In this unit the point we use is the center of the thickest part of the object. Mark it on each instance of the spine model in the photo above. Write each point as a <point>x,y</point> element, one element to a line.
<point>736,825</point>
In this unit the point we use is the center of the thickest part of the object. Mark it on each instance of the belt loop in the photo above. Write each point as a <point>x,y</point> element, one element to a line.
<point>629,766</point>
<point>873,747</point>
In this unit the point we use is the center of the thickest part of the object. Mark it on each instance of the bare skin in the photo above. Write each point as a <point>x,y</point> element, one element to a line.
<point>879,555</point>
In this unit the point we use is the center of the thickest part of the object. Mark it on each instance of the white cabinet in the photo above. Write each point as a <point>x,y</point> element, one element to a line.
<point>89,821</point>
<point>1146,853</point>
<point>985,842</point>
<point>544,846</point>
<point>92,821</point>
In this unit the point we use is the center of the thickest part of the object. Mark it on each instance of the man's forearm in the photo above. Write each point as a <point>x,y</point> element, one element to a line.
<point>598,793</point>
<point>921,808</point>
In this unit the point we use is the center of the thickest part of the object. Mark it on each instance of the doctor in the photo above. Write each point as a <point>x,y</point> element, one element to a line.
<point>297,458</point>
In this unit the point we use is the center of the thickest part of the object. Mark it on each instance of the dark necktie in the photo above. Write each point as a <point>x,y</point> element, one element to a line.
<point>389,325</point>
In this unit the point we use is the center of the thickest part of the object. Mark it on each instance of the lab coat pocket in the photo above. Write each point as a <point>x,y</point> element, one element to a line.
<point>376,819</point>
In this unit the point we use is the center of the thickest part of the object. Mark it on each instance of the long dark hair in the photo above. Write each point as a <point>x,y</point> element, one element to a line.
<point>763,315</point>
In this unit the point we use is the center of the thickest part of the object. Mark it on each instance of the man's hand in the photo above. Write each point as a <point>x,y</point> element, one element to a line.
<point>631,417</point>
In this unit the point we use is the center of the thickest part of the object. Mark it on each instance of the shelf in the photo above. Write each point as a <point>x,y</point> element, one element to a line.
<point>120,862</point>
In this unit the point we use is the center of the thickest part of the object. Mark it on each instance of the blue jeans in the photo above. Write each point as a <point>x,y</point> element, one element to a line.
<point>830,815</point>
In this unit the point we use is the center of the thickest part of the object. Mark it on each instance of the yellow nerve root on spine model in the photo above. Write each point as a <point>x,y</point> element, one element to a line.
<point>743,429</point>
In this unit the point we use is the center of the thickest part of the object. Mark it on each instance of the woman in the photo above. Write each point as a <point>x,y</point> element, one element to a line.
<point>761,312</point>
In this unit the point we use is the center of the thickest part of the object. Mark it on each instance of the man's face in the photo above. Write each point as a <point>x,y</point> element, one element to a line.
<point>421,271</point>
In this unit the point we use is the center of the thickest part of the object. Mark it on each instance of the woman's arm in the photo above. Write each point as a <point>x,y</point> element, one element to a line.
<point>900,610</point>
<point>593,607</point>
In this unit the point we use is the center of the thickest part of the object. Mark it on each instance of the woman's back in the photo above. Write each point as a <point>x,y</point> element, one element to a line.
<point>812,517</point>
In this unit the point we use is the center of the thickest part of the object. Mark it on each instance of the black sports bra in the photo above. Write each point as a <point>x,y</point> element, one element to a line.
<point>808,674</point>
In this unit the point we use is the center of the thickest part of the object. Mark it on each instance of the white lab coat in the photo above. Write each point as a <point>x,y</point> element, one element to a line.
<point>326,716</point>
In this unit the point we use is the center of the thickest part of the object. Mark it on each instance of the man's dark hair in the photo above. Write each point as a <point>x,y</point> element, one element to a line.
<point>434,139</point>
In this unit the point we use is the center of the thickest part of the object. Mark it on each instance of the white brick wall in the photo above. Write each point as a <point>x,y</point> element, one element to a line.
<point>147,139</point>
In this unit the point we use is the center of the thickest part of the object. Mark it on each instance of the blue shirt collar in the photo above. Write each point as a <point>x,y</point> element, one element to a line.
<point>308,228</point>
####
■ The exercise: Begin at the line of the listing that has "the blue shirt" and stop after the last line of the listing. Write those lines out again with "collar" replaced by "cuff" and nothing else changed.

■ Expected answer:
In this unit the point we use is the center of the thickest part of the object. Mark it on each instance of the blue shirt cuff in the photo above. Write each point as a <point>x,y</point> element, one element to a line.
<point>308,228</point>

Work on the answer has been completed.